TASK DESCRIPTION —
The only acceptable output is every entry, printed exactly.

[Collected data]
___
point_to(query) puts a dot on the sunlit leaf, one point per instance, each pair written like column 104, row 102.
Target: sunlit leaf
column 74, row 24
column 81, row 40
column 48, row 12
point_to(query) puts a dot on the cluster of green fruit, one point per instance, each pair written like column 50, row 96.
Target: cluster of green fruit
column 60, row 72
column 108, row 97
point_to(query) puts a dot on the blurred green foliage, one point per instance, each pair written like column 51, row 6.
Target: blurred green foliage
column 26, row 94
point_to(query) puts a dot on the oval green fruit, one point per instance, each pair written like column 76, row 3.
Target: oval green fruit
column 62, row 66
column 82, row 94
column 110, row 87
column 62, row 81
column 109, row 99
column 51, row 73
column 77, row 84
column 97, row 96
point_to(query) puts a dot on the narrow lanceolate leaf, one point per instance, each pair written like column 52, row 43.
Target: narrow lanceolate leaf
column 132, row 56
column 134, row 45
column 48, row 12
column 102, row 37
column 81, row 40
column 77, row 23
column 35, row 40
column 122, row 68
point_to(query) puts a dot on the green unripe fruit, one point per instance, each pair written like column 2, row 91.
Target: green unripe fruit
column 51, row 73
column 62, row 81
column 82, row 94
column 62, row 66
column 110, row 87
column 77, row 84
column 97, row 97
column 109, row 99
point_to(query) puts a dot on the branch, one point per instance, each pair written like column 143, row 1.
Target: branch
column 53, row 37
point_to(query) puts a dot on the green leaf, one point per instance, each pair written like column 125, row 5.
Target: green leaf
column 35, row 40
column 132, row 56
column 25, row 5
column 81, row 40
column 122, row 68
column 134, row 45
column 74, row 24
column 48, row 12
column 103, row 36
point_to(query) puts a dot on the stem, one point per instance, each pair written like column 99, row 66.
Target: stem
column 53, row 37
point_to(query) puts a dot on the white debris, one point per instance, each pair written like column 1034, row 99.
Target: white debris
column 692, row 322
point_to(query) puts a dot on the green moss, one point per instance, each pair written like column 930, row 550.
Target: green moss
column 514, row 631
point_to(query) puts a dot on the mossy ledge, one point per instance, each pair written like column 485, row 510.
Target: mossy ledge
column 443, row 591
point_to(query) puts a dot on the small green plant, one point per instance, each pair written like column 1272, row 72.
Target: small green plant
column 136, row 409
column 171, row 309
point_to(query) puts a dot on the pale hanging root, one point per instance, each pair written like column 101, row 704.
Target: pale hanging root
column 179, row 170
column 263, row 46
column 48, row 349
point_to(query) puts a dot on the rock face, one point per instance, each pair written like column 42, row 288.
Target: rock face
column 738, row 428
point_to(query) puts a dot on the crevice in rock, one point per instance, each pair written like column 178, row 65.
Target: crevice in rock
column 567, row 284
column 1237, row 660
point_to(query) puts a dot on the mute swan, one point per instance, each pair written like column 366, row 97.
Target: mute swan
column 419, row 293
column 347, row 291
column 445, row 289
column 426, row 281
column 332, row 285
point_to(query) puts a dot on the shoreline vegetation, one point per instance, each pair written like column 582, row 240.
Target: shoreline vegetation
___
ANSWER FOR THIS EXERCISE —
point_to(query) puts a dot on the sunlit leaf, one point per instance, each pair written like column 104, row 102.
Target: sunlit leaf
column 74, row 24
column 81, row 40
column 48, row 12
point_to(query) puts a dot on the cluster of green fruit, one point per instance, each pair written like column 50, row 96.
Target: cluster of green fruit
column 60, row 72
column 108, row 97
point_to(query) puts a dot on the blurred green foliage, one point per instance, each pair written like column 51, row 6.
Target: blurred green foliage
column 26, row 94
point_to(query) puts a dot on the oval green fruit, one point per instance, each pair written like column 76, row 3.
Target: oval green fruit
column 62, row 66
column 82, row 94
column 110, row 87
column 62, row 81
column 109, row 99
column 51, row 73
column 77, row 84
column 97, row 96
point_to(query) puts a dot on the narrow lanceolate leaf, one point per instance, each pair written like column 52, row 43.
Target: narrow lanceolate leaf
column 132, row 56
column 134, row 45
column 48, row 12
column 102, row 37
column 81, row 40
column 77, row 23
column 35, row 40
column 122, row 68
point_to(query) puts a dot on the green unripe fruit, one point per instance, each pair written like column 2, row 91.
Target: green unripe fruit
column 51, row 73
column 62, row 81
column 82, row 94
column 62, row 66
column 110, row 87
column 77, row 84
column 97, row 97
column 109, row 99
point_to(query) puts a dot on the branch, one point per instance, each pair written like column 143, row 1.
Target: branch
column 53, row 37
point_to(query) puts a dot on the green leaf, one point per instance, each pair written like column 125, row 5.
Target: green leaf
column 35, row 40
column 132, row 56
column 25, row 5
column 81, row 40
column 122, row 68
column 134, row 45
column 74, row 24
column 48, row 12
column 103, row 36
point_to(query) puts a dot on the stem, one point per instance, each pair written like column 99, row 66.
Target: stem
column 53, row 37
point_to(query) puts a dot on the white debris, one point per instance, each pair written like column 1034, row 99.
Target: white debris
column 692, row 322
point_to(query) puts a dot on the green moss, one point per instance, each pair written like column 930, row 550.
Target: green moss
column 514, row 631
point_to(query) puts a dot on the mossy ledge, one point per instance, each pair written like column 485, row 510.
Target: mossy ledge
column 443, row 591
point_to(query) puts a dot on the small green plant, one point per instance, each pair written like column 1272, row 72.
Target: small green plant
column 136, row 409
column 171, row 309
point_to(query) puts a dot on the pale hanging root, one point per instance, each pair written like column 101, row 704.
Target: pale hanging root
column 179, row 170
column 263, row 46
column 48, row 349
point_to(query) puts a dot on the rock face, one point per instance, each pair written like column 42, row 288.
Target: rock face
column 738, row 428
point_to(query) puts a dot on the crevice in rock, one point per instance, each pair written like column 178, row 65.
Target: crevice in rock
column 567, row 284
column 1237, row 660
point_to(query) puts a dot on the mute swan, one point per instance, each pair written like column 366, row 97.
Target: mute swan
column 419, row 293
column 347, row 291
column 445, row 289
column 426, row 281
column 332, row 285
point_to(query) puts a dot on the shoreline vegetation, one point per instance, each pair written like column 582, row 240.
Target: shoreline vegetation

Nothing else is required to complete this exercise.